======== Estratto ========
Si costituiva in giudizio il convenuto, contestando la pretesa attorea sostenendo, in primis, che la parcella attorea non sarebbe stata conforme alla tariffa professionale, tanto che non risultava vistata dal competente Collegio; eccepiva poi una presunta negligenza del professionista nella conduzione della direzione dei lavori per non aver eccepito ad una delle imprese appaltatrici taluni vizi delle opere realizzate e formulava le seguenti conclusioni: “nel merito: accertata l’effettiva attività professionale svolta dall’attore a beneficio del convenuto e le eventuali relative responsabilità professionali, nonchè gli eventuali danni arrecati a parte convenuta per i motivi e fatti esposti in narrativa, dichiararsi congruo l’importo già versato dal sig. D. al geom. P. per l’attività professionale da esso svolta e, pertanto, respingersi l’ulteriore di cui in citazione; in subordine: accertarsi e dichiararsi l’entità della somma spettante all’attore per le sue prestazioni professionali, svolte in favore di parte convenuta. In via riconvenzionale: condannarsi il geom. P. a pagare al sig. D.D. l’importo di Euro 2.746,77 per fornitura di carburante; condannarsi la parte attrice alla rifusione delle spese di procedimento a beneficio della parte convenuta”.
Il Tribunale di Udine con sentenza n. 926 del 2011 dichiarava la nullità dell’incarico conferito al convenuto sulla base dei limiti posti all’esercizio dell’attività di geometra del R.D. n. 274 del 1929, art. 16, lett. l) ed m). Per l’effetto, rigettava la domanda attorea, condannava l’attore al pagamento delle spese del giudizio.
Avverso questa sentenza, interponeva appello il geom. P.M. censurando la sentenza impugnata per diversi motivi e chiedendo che venisse accolta la sua domanda originaria.
La Corte di Appello di Trieste, con ordinanza ex art. 348 ter c.p.c., dichiarava inammissibile l’appello.
La cassazione della sentenza del Tribunale di Udine e dell’ordinanza della Corte di Appello di Trieste è stata chiesta da P.M. per quattro motivi di cui il primo riferito all’ordinanza della Corte di Appello. D.D. ha resistito con controricorso.
Diritto
RAGIONI DELLA DECISIONE
1. – P.M. lamenta:
a) Con il primo motivo di ricorso, la violazione dell’art. 111 Cost., comma 7, in relazione all’art. 360 c.p.c., comma 1, n. 4.
b) con il secondo motivo (contrassegnato come primo), l’erronea applicazione di legge più precisamente del R.D. n. 274 del 1929, art. 16, lett. l) ed m).
c) Con il terzo motivo, erronea applicazione di legge del R.D. n. 327 del 1929, art. 16.
d) Con il quarto motivo, erronea applicazione dell’art. 115 c.p.c..
======== Materiale estratto ========
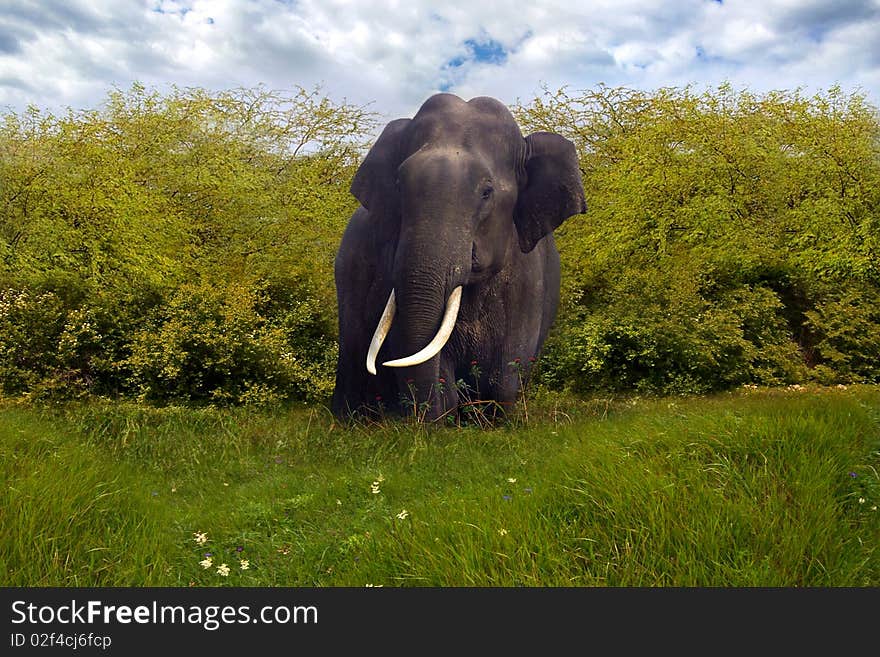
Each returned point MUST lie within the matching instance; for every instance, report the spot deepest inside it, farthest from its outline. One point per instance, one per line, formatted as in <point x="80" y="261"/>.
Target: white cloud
<point x="395" y="53"/>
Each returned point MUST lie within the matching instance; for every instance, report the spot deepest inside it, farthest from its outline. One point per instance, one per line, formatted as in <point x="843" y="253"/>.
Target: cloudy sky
<point x="392" y="54"/>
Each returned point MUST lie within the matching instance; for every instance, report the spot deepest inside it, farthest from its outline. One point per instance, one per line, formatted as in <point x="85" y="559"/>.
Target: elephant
<point x="447" y="275"/>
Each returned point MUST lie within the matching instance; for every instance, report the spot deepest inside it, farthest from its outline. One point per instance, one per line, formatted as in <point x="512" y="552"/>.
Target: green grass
<point x="759" y="488"/>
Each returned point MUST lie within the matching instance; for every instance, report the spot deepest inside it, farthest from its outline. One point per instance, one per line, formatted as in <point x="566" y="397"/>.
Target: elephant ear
<point x="374" y="183"/>
<point x="553" y="191"/>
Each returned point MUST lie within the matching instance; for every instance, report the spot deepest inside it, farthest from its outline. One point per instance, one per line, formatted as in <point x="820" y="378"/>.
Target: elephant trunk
<point x="450" y="314"/>
<point x="423" y="306"/>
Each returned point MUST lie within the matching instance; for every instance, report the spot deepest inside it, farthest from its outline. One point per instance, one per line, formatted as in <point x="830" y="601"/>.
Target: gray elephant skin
<point x="448" y="270"/>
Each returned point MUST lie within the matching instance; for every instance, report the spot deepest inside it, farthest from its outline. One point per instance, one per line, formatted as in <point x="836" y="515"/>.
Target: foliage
<point x="717" y="223"/>
<point x="180" y="246"/>
<point x="175" y="246"/>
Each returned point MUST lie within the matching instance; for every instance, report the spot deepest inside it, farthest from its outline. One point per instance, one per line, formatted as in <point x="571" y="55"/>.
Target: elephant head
<point x="463" y="191"/>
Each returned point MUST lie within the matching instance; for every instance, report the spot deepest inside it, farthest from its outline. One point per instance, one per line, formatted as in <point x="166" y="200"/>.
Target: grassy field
<point x="751" y="488"/>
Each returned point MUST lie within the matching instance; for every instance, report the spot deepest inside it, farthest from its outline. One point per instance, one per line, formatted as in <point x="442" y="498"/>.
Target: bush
<point x="231" y="345"/>
<point x="847" y="325"/>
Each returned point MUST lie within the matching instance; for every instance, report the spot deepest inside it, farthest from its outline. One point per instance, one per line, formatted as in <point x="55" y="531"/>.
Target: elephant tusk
<point x="381" y="333"/>
<point x="443" y="333"/>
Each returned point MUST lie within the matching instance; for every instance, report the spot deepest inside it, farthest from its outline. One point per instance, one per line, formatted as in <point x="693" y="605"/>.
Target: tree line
<point x="178" y="247"/>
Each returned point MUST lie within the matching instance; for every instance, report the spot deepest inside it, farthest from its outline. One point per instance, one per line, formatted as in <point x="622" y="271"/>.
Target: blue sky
<point x="392" y="54"/>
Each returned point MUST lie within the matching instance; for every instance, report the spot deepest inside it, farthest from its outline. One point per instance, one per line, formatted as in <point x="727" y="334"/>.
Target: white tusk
<point x="439" y="340"/>
<point x="381" y="333"/>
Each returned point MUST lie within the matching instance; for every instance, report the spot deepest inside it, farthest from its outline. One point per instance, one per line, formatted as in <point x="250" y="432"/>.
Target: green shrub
<point x="231" y="345"/>
<point x="30" y="326"/>
<point x="847" y="325"/>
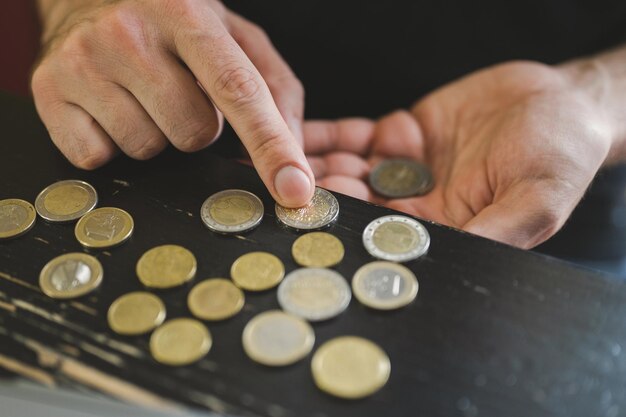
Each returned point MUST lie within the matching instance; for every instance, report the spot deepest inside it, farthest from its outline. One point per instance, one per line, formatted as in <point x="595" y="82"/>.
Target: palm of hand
<point x="511" y="148"/>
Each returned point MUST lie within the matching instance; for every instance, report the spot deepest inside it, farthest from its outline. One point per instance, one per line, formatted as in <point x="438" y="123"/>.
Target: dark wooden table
<point x="495" y="331"/>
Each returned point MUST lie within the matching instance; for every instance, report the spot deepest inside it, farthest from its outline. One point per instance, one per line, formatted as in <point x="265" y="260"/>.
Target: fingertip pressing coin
<point x="104" y="227"/>
<point x="317" y="249"/>
<point x="16" y="218"/>
<point x="215" y="299"/>
<point x="350" y="367"/>
<point x="70" y="276"/>
<point x="396" y="238"/>
<point x="65" y="201"/>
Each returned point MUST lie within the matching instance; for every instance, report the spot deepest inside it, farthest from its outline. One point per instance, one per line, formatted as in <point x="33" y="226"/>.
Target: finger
<point x="349" y="135"/>
<point x="286" y="89"/>
<point x="399" y="135"/>
<point x="525" y="216"/>
<point x="239" y="91"/>
<point x="347" y="185"/>
<point x="124" y="120"/>
<point x="78" y="136"/>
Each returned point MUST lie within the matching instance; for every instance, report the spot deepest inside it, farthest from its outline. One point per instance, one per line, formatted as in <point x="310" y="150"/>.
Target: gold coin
<point x="317" y="249"/>
<point x="180" y="342"/>
<point x="16" y="217"/>
<point x="71" y="275"/>
<point x="215" y="299"/>
<point x="65" y="201"/>
<point x="275" y="338"/>
<point x="166" y="266"/>
<point x="136" y="313"/>
<point x="257" y="271"/>
<point x="350" y="367"/>
<point x="104" y="227"/>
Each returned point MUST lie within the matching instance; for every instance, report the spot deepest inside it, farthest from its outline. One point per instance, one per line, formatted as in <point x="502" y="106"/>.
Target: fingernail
<point x="293" y="186"/>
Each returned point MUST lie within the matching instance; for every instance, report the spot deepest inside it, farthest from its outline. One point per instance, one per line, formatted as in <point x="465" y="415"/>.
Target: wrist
<point x="602" y="81"/>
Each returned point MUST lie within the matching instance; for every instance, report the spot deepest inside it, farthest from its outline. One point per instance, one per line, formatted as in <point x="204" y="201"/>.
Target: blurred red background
<point x="19" y="31"/>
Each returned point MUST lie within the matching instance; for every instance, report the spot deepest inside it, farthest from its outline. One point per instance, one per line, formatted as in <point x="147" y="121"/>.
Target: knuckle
<point x="238" y="86"/>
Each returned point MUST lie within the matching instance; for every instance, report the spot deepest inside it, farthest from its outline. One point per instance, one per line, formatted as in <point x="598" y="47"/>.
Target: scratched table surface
<point x="494" y="331"/>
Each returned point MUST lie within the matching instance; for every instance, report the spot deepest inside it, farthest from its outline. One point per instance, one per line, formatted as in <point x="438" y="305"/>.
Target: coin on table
<point x="275" y="338"/>
<point x="71" y="275"/>
<point x="136" y="313"/>
<point x="16" y="218"/>
<point x="180" y="342"/>
<point x="65" y="201"/>
<point x="104" y="227"/>
<point x="317" y="249"/>
<point x="257" y="271"/>
<point x="399" y="178"/>
<point x="232" y="211"/>
<point x="166" y="266"/>
<point x="322" y="210"/>
<point x="396" y="238"/>
<point x="350" y="367"/>
<point x="314" y="294"/>
<point x="384" y="285"/>
<point x="215" y="299"/>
========
* Consegna dell'esercizio
**1.** Traduca in inglese la frase dell'estratto "La Corte di Appello di Trieste, con ordinanza ex art. 348 ter c.p.c., dichiarava inammissibile l'appello."
**2.** Elenchi tutti i motivi di ricorso lamentati da P.M. nell'estratto, indicando per ciascuno la violazione o l'errore denunciato.
I dati riportati non sono necessari per lo svolgimento dell'esercizio.

* Soluzioni svolte
**1.** The Court of Appeal of Trieste, by an order under Article 348-ter of the Code of Civil Procedure, declared the appeal inadmissible.

**2.**
- Primo motivo: violazione dell'art. 111 Cost., comma 7, in relazione all'art. 360 c.p.c., comma 1, n. 4.
- Secondo motivo (contrassegnato come primo): erronea applicazione del R.D. n. 274 del 1929, art. 16, lett. l) ed m).
- Terzo motivo: erronea applicazione di legge del R.D. n. 327 del 1929, art. 16.
- Quarto motivo: erronea applicazione dell'art. 115 c.p.c.